WORK REQUIRED => In the data below, which lines hold "rope"? Copy every one.

** Opening PROVIDED INFORMATION block **

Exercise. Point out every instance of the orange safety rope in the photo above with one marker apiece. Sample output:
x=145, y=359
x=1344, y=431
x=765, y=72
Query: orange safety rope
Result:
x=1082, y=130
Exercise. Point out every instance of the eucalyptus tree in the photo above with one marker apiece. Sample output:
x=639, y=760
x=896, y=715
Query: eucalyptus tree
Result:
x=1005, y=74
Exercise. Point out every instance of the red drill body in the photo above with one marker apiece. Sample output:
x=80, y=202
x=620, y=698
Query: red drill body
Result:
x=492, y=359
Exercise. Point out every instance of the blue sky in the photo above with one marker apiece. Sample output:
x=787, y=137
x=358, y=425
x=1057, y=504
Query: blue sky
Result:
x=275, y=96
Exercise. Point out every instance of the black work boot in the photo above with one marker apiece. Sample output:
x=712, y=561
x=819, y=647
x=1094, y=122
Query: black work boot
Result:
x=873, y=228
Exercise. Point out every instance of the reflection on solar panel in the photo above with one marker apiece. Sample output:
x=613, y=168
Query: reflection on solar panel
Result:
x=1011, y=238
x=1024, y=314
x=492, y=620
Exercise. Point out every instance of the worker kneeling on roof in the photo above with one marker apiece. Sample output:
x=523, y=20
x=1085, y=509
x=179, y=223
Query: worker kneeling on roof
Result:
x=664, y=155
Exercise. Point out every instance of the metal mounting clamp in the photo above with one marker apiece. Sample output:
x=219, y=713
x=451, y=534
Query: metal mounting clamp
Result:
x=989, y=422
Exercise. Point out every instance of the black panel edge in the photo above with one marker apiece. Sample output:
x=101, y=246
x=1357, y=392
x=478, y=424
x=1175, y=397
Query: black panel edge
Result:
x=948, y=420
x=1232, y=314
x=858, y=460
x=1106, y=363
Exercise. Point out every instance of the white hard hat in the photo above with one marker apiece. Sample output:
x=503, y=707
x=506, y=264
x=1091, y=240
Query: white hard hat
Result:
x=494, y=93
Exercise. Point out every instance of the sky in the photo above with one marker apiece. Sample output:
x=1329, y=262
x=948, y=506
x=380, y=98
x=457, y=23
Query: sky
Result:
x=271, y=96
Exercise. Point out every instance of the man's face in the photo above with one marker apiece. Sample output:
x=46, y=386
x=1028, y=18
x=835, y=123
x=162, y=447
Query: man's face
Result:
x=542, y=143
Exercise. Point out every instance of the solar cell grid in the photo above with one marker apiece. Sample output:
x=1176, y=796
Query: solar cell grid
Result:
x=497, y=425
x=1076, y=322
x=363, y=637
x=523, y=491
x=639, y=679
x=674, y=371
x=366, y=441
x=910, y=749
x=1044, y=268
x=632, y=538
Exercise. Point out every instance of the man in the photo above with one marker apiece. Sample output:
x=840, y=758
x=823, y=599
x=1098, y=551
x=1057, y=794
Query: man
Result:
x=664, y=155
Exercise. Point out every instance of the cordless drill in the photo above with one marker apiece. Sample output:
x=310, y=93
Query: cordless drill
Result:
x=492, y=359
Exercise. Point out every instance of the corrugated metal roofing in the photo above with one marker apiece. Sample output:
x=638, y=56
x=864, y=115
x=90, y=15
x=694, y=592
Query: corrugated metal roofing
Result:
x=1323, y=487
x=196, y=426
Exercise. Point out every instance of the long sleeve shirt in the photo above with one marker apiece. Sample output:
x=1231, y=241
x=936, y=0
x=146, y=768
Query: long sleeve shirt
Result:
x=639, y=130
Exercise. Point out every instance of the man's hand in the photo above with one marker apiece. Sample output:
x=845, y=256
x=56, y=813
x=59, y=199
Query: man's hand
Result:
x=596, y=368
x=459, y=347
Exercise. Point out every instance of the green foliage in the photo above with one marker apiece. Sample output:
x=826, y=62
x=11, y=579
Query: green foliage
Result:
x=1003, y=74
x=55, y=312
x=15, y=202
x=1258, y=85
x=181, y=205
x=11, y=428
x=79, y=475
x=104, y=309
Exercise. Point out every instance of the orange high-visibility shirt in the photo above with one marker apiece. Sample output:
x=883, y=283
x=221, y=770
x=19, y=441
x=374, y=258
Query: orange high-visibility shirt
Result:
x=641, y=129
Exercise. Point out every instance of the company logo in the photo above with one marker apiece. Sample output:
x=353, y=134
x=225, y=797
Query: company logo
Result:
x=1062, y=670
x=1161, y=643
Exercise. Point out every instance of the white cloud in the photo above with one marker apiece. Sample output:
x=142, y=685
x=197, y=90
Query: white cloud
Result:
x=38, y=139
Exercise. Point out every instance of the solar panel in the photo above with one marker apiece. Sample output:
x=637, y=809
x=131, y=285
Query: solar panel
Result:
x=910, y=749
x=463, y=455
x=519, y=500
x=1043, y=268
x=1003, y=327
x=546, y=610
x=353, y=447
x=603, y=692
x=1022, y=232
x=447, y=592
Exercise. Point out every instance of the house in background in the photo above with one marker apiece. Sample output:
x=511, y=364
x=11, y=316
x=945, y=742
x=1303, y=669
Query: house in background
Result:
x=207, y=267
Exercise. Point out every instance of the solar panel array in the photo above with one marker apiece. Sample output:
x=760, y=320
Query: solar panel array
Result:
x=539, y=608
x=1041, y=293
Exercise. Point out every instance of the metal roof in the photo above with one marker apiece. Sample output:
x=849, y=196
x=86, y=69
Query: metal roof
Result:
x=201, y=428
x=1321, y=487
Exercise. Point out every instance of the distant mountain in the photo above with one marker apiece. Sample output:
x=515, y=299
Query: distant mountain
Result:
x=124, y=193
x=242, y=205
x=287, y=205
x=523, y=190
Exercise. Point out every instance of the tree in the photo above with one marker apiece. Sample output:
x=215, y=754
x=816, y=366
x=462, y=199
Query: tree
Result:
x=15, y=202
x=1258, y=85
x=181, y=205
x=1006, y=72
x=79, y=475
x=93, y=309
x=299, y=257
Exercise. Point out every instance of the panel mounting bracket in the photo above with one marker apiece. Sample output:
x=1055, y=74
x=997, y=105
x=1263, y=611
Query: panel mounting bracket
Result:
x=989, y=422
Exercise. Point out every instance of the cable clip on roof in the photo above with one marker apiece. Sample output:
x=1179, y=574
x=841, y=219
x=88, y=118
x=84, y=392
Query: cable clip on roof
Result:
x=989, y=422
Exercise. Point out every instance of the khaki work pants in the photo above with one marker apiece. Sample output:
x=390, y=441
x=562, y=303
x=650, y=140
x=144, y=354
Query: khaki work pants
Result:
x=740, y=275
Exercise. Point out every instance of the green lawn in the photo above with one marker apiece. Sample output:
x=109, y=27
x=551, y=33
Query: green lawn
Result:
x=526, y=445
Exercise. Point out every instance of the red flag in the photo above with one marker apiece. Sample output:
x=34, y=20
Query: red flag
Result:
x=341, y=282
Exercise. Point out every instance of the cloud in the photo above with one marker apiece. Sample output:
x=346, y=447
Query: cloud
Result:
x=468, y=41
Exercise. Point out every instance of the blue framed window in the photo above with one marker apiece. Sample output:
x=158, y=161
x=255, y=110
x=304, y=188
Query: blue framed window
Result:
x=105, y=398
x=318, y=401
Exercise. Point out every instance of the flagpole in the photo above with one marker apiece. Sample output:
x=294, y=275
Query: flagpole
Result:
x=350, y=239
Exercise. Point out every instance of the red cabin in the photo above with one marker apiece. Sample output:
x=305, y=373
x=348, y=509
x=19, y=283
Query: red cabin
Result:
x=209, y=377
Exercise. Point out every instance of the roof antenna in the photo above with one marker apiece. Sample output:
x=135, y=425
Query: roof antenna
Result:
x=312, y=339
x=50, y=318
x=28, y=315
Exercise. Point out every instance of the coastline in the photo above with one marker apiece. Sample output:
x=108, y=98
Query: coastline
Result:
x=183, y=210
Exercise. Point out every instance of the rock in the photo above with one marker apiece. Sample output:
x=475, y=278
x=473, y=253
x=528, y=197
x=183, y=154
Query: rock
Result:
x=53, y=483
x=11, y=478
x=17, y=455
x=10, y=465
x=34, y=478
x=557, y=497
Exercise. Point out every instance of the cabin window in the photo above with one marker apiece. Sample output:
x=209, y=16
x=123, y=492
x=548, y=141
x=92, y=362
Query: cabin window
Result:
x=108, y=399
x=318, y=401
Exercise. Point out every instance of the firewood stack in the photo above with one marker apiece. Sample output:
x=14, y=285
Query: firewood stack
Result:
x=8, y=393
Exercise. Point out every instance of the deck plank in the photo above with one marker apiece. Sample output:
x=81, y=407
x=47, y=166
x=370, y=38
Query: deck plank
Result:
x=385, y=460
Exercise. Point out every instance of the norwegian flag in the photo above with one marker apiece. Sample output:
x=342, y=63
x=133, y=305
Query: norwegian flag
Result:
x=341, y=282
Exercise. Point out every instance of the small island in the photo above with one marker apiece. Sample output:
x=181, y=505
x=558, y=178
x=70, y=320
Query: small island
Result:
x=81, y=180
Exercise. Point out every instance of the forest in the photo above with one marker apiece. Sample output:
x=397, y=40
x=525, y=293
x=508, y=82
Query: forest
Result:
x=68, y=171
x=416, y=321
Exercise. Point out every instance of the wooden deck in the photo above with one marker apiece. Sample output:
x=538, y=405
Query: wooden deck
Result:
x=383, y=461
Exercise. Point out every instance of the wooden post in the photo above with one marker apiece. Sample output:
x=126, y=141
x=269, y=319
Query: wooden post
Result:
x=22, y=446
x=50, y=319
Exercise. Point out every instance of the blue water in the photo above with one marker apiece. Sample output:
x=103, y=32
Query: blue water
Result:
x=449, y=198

** Closing PROVIDED INFORMATION block **
** Opening PROVIDED INFORMATION block **

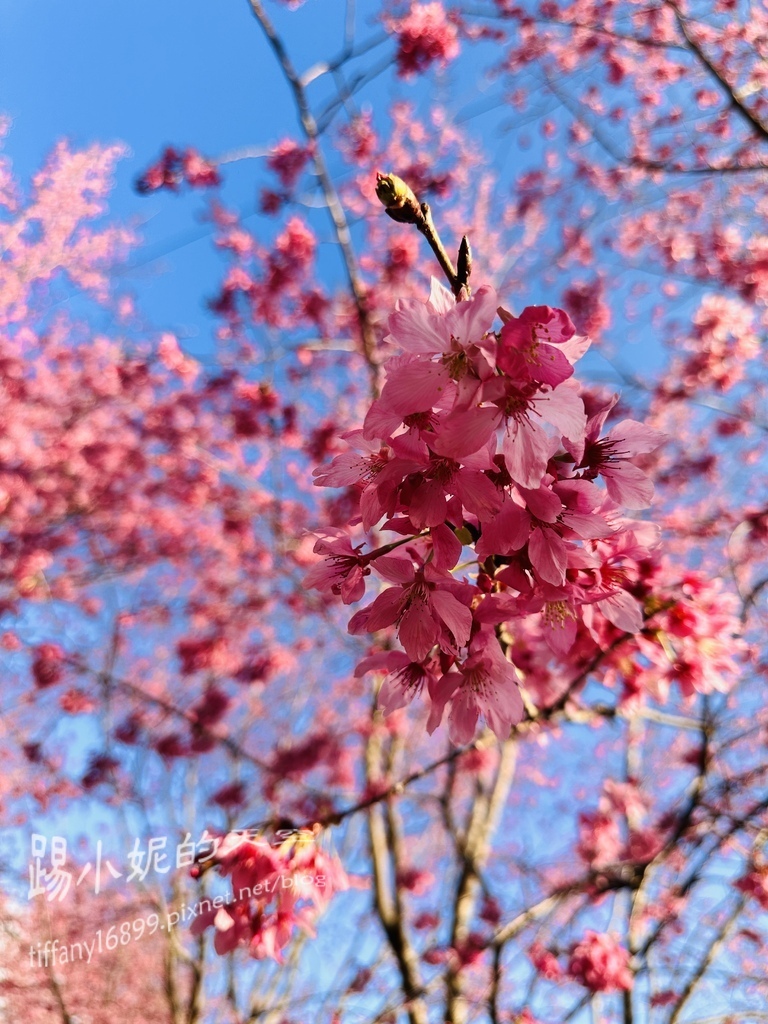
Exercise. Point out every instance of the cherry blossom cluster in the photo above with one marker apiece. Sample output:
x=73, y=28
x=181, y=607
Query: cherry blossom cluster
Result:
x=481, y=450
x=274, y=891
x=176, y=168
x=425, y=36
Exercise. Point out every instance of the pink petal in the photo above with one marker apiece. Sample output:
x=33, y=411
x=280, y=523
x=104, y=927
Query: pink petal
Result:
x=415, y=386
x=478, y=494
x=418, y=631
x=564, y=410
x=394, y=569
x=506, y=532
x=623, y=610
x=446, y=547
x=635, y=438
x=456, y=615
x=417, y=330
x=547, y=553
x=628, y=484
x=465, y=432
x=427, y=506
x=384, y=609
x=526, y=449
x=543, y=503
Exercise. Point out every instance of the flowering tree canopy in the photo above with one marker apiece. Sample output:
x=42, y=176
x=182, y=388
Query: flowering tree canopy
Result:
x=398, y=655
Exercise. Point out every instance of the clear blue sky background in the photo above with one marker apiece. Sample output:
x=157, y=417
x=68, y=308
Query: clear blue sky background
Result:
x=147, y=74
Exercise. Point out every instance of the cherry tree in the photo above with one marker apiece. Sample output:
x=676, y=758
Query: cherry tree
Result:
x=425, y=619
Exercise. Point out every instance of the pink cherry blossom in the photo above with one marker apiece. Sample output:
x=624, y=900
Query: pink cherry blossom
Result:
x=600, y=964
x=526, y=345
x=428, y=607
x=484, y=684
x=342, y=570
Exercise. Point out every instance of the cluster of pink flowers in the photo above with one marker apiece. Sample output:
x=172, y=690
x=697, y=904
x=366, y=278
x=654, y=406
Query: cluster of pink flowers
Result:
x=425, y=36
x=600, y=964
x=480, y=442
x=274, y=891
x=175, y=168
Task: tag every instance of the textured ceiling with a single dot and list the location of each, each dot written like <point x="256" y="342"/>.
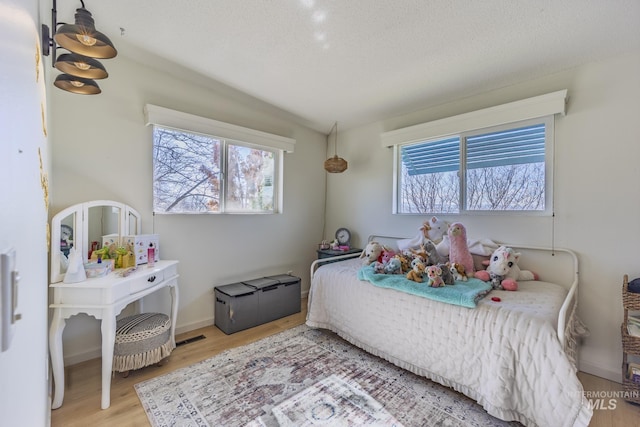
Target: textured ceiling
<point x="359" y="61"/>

** Closing PROVIDED INFORMATION block **
** Opening PROVIDED INFORMATION block **

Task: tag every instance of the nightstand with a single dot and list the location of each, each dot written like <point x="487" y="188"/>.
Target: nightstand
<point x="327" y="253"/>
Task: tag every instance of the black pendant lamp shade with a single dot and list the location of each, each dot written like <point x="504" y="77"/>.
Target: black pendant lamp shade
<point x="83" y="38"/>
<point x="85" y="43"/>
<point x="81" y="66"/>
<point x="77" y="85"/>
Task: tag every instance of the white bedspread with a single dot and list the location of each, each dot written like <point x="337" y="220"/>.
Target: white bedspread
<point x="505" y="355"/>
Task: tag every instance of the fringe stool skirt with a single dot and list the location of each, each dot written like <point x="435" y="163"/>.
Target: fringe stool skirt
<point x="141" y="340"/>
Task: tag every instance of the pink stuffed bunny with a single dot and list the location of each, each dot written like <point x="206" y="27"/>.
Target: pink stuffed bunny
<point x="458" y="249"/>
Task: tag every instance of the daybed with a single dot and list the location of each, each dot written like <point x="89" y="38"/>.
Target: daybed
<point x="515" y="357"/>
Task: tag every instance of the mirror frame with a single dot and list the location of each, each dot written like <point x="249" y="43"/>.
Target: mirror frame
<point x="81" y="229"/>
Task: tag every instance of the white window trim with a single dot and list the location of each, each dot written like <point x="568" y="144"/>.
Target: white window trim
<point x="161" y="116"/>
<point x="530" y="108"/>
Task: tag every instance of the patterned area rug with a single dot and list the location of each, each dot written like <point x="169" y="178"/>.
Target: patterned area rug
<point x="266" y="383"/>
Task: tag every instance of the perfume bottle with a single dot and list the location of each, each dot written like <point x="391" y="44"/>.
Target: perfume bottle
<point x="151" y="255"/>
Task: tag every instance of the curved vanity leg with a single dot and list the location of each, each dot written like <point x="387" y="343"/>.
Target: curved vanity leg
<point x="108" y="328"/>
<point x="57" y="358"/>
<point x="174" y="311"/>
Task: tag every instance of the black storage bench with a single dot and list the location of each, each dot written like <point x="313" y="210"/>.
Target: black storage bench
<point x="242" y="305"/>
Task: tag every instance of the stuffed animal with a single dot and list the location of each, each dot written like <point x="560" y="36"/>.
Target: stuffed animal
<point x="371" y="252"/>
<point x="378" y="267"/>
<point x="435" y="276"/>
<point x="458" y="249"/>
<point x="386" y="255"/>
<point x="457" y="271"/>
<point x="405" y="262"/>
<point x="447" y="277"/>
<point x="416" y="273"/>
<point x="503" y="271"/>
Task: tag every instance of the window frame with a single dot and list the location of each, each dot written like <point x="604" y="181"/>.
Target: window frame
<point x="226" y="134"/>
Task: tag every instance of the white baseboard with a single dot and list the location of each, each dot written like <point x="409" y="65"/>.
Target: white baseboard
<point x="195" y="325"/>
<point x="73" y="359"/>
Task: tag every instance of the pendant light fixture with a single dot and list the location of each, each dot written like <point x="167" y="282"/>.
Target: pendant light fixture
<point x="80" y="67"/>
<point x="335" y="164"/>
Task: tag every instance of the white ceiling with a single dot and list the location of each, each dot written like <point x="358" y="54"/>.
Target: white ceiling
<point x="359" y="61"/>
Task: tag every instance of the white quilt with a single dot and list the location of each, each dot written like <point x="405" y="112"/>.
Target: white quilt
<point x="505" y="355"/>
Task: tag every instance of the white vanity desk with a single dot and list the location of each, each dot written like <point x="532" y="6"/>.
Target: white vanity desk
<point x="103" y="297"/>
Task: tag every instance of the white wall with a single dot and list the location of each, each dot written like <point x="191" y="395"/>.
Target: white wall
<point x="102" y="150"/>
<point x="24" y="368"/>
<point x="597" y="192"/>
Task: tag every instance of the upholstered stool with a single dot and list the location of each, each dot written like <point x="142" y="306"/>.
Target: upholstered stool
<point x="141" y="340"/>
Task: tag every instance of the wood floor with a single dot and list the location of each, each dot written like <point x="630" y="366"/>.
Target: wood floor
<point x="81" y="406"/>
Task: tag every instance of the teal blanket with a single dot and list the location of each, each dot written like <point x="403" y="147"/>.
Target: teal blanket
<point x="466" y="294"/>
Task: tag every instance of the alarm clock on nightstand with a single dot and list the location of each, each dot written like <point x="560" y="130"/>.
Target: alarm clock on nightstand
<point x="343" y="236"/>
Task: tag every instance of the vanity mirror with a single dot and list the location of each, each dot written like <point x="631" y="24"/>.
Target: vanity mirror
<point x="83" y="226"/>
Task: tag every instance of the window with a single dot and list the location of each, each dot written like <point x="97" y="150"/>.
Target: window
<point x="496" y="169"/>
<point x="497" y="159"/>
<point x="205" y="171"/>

** Closing PROVIDED INFORMATION block **

TASK OUTPUT =>
Exercise. Point out every instance of the orange safety rope in the photo above with one marker apiece. Sample output:
Query: orange safety rope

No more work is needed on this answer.